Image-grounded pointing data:
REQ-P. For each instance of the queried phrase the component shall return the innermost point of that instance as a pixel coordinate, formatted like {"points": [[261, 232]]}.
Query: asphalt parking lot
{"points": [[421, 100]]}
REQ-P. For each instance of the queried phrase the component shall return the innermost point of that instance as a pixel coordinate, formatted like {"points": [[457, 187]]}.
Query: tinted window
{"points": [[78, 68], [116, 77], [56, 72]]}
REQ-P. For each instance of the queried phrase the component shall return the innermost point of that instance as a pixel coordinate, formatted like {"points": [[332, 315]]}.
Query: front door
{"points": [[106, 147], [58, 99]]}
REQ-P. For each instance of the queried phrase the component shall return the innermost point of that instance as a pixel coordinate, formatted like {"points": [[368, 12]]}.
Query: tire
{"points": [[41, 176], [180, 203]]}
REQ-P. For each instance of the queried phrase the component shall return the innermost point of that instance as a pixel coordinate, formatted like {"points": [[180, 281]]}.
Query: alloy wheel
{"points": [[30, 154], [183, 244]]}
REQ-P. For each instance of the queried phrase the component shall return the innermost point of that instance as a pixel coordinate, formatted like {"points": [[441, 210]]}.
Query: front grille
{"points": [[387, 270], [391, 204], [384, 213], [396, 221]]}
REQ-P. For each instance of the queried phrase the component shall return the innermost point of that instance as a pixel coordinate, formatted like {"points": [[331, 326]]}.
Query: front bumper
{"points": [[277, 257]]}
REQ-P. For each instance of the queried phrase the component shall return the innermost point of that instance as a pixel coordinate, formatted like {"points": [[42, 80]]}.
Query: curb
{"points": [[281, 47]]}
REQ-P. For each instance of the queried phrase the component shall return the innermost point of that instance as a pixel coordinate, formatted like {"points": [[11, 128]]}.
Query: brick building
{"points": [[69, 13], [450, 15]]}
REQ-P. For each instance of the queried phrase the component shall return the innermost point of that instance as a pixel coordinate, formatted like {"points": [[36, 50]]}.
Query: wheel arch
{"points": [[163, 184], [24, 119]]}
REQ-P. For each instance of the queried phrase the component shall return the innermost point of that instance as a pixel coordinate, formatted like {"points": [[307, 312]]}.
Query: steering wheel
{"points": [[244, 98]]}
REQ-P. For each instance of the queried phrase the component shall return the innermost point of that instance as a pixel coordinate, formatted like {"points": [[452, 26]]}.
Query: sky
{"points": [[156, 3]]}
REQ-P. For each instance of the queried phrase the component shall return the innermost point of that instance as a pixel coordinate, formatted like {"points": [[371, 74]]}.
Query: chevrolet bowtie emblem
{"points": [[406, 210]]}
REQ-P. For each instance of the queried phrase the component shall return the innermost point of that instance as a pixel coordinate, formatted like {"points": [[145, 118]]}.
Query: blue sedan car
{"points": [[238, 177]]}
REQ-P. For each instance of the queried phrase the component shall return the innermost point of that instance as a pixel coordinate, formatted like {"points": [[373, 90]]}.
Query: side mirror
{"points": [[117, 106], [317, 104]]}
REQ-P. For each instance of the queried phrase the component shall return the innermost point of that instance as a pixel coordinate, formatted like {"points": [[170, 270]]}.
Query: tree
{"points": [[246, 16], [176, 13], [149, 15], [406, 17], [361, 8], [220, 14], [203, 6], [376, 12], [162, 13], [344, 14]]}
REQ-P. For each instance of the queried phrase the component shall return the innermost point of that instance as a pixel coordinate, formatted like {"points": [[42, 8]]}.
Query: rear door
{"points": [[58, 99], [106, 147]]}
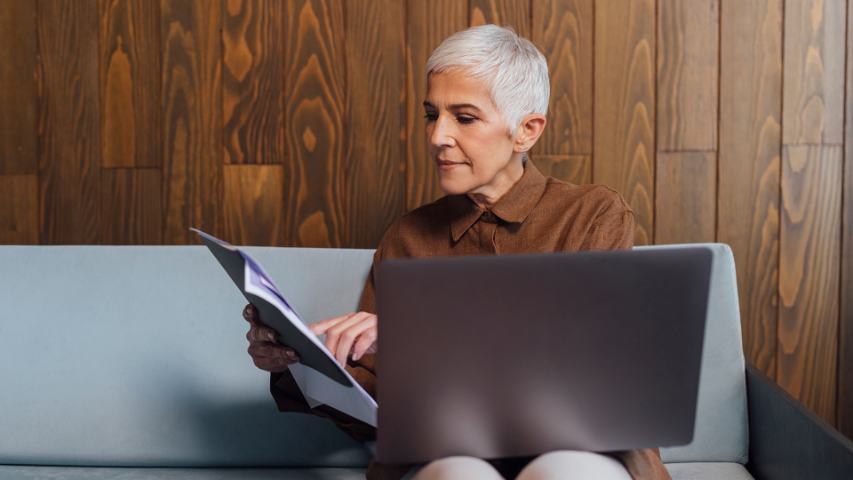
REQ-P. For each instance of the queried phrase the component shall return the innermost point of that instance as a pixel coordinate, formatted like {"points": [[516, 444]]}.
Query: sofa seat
{"points": [[679, 471]]}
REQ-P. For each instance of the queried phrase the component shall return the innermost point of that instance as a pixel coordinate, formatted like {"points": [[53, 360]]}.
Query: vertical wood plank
{"points": [[506, 13], [427, 24], [315, 102], [624, 104], [685, 208], [18, 88], [253, 73], [813, 105], [845, 356], [563, 31], [192, 118], [375, 89], [253, 204], [575, 169], [69, 153], [809, 275], [749, 165], [687, 75], [130, 83], [131, 206], [19, 209]]}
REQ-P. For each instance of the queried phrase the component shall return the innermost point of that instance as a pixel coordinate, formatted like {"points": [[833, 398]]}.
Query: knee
{"points": [[575, 466], [451, 468]]}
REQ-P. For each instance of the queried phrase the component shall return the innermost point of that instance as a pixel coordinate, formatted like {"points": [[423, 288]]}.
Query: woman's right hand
{"points": [[266, 353]]}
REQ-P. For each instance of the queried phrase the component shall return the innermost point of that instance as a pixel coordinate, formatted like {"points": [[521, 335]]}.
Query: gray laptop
{"points": [[506, 356]]}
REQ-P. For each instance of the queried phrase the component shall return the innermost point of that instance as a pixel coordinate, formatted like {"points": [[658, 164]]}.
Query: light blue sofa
{"points": [[130, 362]]}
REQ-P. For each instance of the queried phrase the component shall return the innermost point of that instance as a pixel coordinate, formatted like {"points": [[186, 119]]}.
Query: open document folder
{"points": [[320, 378]]}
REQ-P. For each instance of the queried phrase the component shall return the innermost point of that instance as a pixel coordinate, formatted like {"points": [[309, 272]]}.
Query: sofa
{"points": [[130, 362]]}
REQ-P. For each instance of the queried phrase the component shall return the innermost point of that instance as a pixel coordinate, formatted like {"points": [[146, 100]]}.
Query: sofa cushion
{"points": [[708, 471], [144, 350]]}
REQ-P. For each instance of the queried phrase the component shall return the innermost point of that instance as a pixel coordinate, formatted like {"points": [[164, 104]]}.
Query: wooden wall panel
{"points": [[192, 118], [809, 275], [69, 140], [18, 88], [687, 75], [375, 116], [19, 209], [749, 164], [427, 24], [253, 204], [131, 206], [130, 83], [845, 355], [506, 13], [253, 81], [813, 105], [314, 120], [575, 169], [624, 141], [686, 197], [563, 31]]}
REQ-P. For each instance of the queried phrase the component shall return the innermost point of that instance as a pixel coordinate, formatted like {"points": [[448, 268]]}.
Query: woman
{"points": [[487, 95]]}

> [Task objective]: Your answer must be an exact repeat of all the records, minus the pictures.

> [Finished exercise]:
REQ-P. For each instance of the queried phrase the component shall return the innermost point of that instance as a pixel coordinate, formatted like {"points": [[261, 232]]}.
Query: asphalt parking lot
{"points": [[421, 100]]}
REQ-P. For each instance of the queried phrase the component shall return the innermost point of that instance as a pixel coordinate, formatted like {"points": [[457, 187]]}.
Query: tinted window
{"points": [[78, 68], [116, 77], [56, 72]]}
REQ-P. For each instance of the queried phrase the component shall return the innermost point of that instance as a pixel coordinate, formatted like {"points": [[332, 315]]}.
Query: front door
{"points": [[106, 147], [58, 99]]}
REQ-P. For each instance of the queried phrase the component shall return the innermost point of that instance as a pixel coordinate, formatted like {"points": [[368, 12]]}.
Query: tire
{"points": [[41, 176], [180, 203]]}
REQ-P. For each instance of the queried phrase the component shall return the innermost point of that instance as a pixel coordinate, formatted like {"points": [[180, 281]]}.
Query: alloy wheel
{"points": [[30, 154], [183, 244]]}
REQ-P. For each instance of the queried phrase the component shall return the innermost point of that instance as a pixel coordinate, formatted like {"points": [[441, 210]]}.
Query: front grille
{"points": [[387, 270], [391, 204], [384, 213], [396, 221]]}
REQ-P. For each instance of the queried phrase the component shall return the innermost point of that instance as a pixel coordinate, formatted like {"points": [[331, 326]]}.
Query: front bumper
{"points": [[277, 257]]}
REQ-P. For each instance of the queried phrase the component shall return the innermost point of that instance as a pixel coordinate, formatted like {"points": [[42, 80]]}.
Query: curb
{"points": [[281, 47]]}
REQ-P. For each instance of the queried phrase the component shall return the innermost point of that instance as a pixel coordinate, formatted like {"points": [[11, 128]]}.
Query: brick building
{"points": [[69, 13], [450, 15]]}
REQ-P. For each instance of the queried phrase the component shall return the innermost point of that instance as a pixel coordinate, formatted like {"points": [[36, 50]]}.
Query: wheel arch
{"points": [[163, 184], [24, 119]]}
REQ-P. For each instance of the queried phrase the component shall return the innermost point of that instance as a pixel coordinate, formatted like {"points": [[307, 312]]}.
Query: steering wheel
{"points": [[244, 98]]}
REQ-P. For each instance of the queried phrase the component shall return the innermost point of that instance as a pixel coordinate, formatted like {"points": [[452, 26]]}.
Query: sky
{"points": [[156, 3]]}
REQ-P. For each instance of the queried phrase the component shall return the innermost point of that instance as a pixel coordinate, formatted like {"points": [[371, 74]]}.
Query: chevrolet bowtie emblem
{"points": [[406, 210]]}
REQ-P. For each instance of the queried phrase the component shall return the innermost point of that instance as a pixel coordinate, formatted like {"points": [[145, 118]]}.
Query: blue sedan car
{"points": [[238, 177]]}
REQ-P. For each instance of the queried phrase the component shall return the innermost point of that instance as a pixel coordinate, formatted like {"points": [[373, 90]]}.
Query: side mirror
{"points": [[117, 106], [317, 104]]}
REQ-P. For each instance of the queried phrase the component shall return the innermost point of that instance as a pixel coordinate, formatted like {"points": [[170, 270]]}.
Query: tree
{"points": [[246, 16], [176, 13], [149, 15], [406, 17], [361, 8], [220, 14], [203, 6], [376, 12], [162, 13], [344, 14]]}
REQ-P. For each instance of the queried phrase the component shall return the innermost point of that instance as a pixel coordinate, formatted like {"points": [[42, 8]]}.
Query: rear door
{"points": [[58, 99], [106, 147]]}
REQ-P. For each instance of the queried phrase the component shall return the innermost point of that instance as a pixel coordinate, formatted like {"points": [[516, 444]]}.
Query: sofa seat
{"points": [[679, 471]]}
REQ-P. For each instance of the queried phrase the component shall return the innermost point of that instance as a pixel coordinate, formatted like {"points": [[53, 360]]}.
Query: vertical wood plank
{"points": [[506, 13], [427, 24], [315, 102], [624, 104], [685, 208], [18, 88], [253, 73], [813, 105], [845, 356], [563, 31], [192, 118], [375, 89], [253, 204], [575, 169], [69, 153], [809, 275], [749, 165], [687, 75], [130, 83], [131, 206], [19, 209]]}
REQ-P. For each instance of the queried phrase the component shall return the innermost point of that instance as a pixel coordinate, formatted like {"points": [[833, 398]]}.
Query: knee
{"points": [[575, 466], [451, 468]]}
REQ-P. For each instance of the queried phrase the component shall return the innermost point of that instance as a pixel coordinate, formatted like {"points": [[423, 288]]}.
Query: woman's right hand
{"points": [[266, 353]]}
REQ-P. For each instance of the queried phrase the component shall return the innermost point of that instance as a pixel coordinate, formatted like {"points": [[521, 335]]}.
Query: gray laptop
{"points": [[506, 356]]}
REQ-P. For each instance of the queried phrase the component shall return the innermost point of that instance as a pixel coordinate, formatted like {"points": [[658, 164]]}.
Query: light blue sofa
{"points": [[130, 362]]}
REQ-P. For each instance of the queried phrase the component shall return the innermost point of that instance as a pixel coordinate, formatted like {"points": [[186, 119]]}.
Query: open document folder
{"points": [[320, 378]]}
REQ-P. For each instance of the queried phrase the component shall return the innermost point of that instance as a pixel coordinate, formatted like {"points": [[309, 272]]}.
Query: sofa
{"points": [[130, 362]]}
REQ-P. For each instance of the queried phrase the component shall return the innermost point of that instance as a pixel coordinate, formatted like {"points": [[146, 100]]}.
Query: sofa cushion
{"points": [[708, 471], [144, 350]]}
REQ-P. For each instance of the queried phrase the component shall return the innermost point of that instance as a pixel coordinate, formatted like {"points": [[164, 104]]}.
Query: wooden wall panel
{"points": [[192, 118], [809, 275], [69, 140], [18, 88], [687, 75], [375, 116], [19, 209], [749, 164], [427, 24], [253, 204], [131, 206], [130, 83], [845, 355], [506, 13], [253, 81], [813, 105], [314, 120], [575, 169], [624, 141], [686, 197], [563, 31]]}
REQ-P. For each instance of the queried phrase the component shall return the innermost point of that instance as a pixel coordinate, formatted like {"points": [[448, 268]]}.
Query: woman
{"points": [[487, 95]]}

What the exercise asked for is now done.